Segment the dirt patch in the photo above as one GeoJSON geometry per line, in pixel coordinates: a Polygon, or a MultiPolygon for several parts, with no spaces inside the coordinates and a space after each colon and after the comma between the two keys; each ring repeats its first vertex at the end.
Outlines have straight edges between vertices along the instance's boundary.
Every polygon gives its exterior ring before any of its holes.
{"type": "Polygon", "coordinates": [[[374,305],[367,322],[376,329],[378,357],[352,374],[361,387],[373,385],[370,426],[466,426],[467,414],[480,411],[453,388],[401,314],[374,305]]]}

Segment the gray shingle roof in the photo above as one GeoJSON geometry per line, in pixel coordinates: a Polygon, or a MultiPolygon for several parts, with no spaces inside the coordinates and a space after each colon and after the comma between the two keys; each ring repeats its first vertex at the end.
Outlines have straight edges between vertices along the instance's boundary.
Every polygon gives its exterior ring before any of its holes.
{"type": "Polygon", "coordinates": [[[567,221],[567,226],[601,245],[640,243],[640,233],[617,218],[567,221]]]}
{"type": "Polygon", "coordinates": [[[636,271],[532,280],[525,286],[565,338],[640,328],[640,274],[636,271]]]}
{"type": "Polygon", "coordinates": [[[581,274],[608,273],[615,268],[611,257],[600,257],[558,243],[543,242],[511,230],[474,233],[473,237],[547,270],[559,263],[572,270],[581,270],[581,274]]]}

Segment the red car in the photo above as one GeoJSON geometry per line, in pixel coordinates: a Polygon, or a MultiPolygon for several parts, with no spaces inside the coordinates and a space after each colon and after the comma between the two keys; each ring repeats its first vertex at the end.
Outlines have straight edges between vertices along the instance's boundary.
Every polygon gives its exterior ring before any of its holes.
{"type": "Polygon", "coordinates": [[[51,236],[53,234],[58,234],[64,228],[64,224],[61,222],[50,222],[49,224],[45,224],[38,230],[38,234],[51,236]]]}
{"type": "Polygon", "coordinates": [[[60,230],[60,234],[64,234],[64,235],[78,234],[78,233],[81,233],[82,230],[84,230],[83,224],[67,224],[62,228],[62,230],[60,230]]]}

**What you should do**
Restate all the material exactly, word for word.

**Reply to the task**
Segment the dirt patch in the photo above as one GeoJSON geometry per line, in pixel coordinates: a Polygon, or a MultiPolygon for several parts, with no spaces inside the coordinates and a space after each colon and after the comma between the two keys; each ring repeats its first vertex at the end.
Outlines have straight edges between vertices along the instance's boundary.
Every polygon gives its exterior ring before any of its holes.
{"type": "Polygon", "coordinates": [[[374,305],[367,322],[376,329],[378,357],[352,374],[361,387],[373,385],[370,426],[466,426],[467,414],[480,411],[453,388],[401,314],[374,305]]]}

Segment the gray shingle roof in the photo above as one GeoJSON geometry per line, in pixel coordinates: a Polygon, or a MultiPolygon for several parts, with no spaces inside the coordinates and a space after each colon and after the comma between the two keys; each ring repeats its first vertex at the end.
Outlines have straight edges between vertices along the instance's boundary.
Every polygon gives its exterior ring before any of its holes.
{"type": "Polygon", "coordinates": [[[567,221],[567,226],[601,245],[640,243],[640,233],[617,218],[567,221]]]}
{"type": "Polygon", "coordinates": [[[636,271],[532,280],[525,286],[565,338],[640,328],[640,274],[636,271]]]}
{"type": "Polygon", "coordinates": [[[581,274],[608,273],[615,268],[611,257],[600,257],[558,243],[543,242],[511,230],[474,233],[473,237],[547,270],[559,263],[572,270],[581,270],[581,274]]]}

Segment the red car in the photo above as one GeoJSON geometry per line, in pixel coordinates: a Polygon, or a MultiPolygon for several parts, with no spaces inside the coordinates and a space after each colon and after the comma between the two keys; each ring repeats its first vertex at the end.
Outlines have straight edges between vertices along the instance's boundary.
Every polygon gives its exterior ring before any of its holes.
{"type": "Polygon", "coordinates": [[[51,236],[53,234],[58,234],[64,228],[64,224],[61,222],[50,222],[49,224],[45,224],[38,230],[38,234],[51,236]]]}
{"type": "Polygon", "coordinates": [[[60,230],[60,234],[64,234],[64,235],[78,234],[78,233],[81,233],[82,230],[84,230],[83,224],[67,224],[62,228],[62,230],[60,230]]]}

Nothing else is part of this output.